Continue the discussion of Linux memory use and swap, which appears first below, from the point where it stops.

Source extract |
########
What you also want to do (under linux) is enable the earlyoom daemon. Those freezes are Linux being way too nice and not killing processes until literally every cached and buffered thing has been purged, also heavily-used ones.
Then you'll see behaviour such as switching tabs in the browser, or bringing up a minimised terminal or something actually taking a second or two because they got swapped out. But it's nowhere close to unusable and, due to a 3G/s SSD, a way better experience than in the 90s with a couple megabytes of RAM and swapping to a glorified flywheel.
I could by more RAM, DDR4 prices have pretty much tanked after all, OTOH I swap out like fifteen minutes every other month. Not worth it, I have coffee to make.
While an interesting read, my comment isn't directed at advanced users that know their stuff. Also, not everyone own a beast, most users have a medium or low tier PC. Funnily, 16GB of RAM for your usage seems low. Double that and you'll never need swap unless you want to play with the biggest local LLMs via Llama.ccp. But then, you likely have a GPU beast.
Nah I'm only dabbling around with SDXL, I have a 4G RX5500. Four years ago a Ryzen 3600 was certainly respectable (and slightly more expensive than the GPU) but it's nowhere near high end, it was slam dunk in the middle of the price/performance optimum and is generally sufficient for my workloads.
########
Dataset |
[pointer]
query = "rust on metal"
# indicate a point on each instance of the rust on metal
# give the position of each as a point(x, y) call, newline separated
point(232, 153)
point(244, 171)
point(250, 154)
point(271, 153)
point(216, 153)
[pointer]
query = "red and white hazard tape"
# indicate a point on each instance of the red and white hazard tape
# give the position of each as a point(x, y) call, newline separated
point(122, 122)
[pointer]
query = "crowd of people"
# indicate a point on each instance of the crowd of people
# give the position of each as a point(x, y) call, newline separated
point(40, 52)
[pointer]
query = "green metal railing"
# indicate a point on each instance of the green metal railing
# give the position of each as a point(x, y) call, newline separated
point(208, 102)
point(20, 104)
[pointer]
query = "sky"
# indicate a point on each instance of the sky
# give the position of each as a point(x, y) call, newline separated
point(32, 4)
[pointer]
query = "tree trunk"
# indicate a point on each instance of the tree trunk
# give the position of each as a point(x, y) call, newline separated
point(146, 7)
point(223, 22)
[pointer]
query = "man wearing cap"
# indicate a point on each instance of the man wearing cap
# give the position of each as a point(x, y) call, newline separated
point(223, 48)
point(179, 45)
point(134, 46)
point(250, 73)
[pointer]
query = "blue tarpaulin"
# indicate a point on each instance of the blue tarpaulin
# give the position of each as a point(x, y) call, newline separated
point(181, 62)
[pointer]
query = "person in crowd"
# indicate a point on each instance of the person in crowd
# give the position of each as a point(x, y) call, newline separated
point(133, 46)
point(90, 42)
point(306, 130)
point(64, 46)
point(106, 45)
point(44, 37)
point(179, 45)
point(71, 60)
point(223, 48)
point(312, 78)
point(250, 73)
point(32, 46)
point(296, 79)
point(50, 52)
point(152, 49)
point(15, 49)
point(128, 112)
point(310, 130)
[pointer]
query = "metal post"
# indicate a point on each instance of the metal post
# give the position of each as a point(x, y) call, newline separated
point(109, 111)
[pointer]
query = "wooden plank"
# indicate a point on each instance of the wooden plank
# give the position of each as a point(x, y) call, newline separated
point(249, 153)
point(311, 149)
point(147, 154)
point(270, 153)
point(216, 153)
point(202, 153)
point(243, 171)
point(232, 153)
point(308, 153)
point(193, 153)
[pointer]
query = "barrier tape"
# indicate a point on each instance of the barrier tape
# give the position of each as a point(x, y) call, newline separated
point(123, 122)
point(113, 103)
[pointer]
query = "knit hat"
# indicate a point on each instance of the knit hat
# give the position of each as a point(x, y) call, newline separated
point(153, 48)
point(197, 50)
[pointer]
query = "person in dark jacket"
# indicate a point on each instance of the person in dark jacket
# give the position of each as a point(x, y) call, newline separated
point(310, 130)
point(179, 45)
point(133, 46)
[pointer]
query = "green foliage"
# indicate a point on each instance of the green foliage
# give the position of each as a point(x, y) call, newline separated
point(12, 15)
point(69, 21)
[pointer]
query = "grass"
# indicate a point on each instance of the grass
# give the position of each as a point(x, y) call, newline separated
########
Response area |
I don't think I'll upgrade this box (short of an SSD or such) before either GPU prices are sane again, and/or CPUs actually become noticeably faster. All the AM4 ones certainly don't really seem to be worth it. See I'm an old fart millennial, I'm used to a "two years later get twice the performance at half the price" kind of cadence and the two years have been steadily getting longer.
Sadly, i don't think GPU prices will ever drop. The only reason would be if a new competitor comes up with something on par or better than the current tech. For CPUs, we've reached the limit already. Nonetheless, their's still some hope with a tech called optical computing.
Computer power increase became meaningless because companies juste use it as an excuse to not optimize their software anymore. The best exemple is how everyone basically uses a whole browser (chromium ) just to show some GUI. The steam client and discord are two big software that comes in mind using this but it's spreading fast and I found a GUI for aria2c that weights more than 60mb while aria2c itself is a few megs, but even worse some manufacturers are using it for their mouse and keyboard drivers for god sake.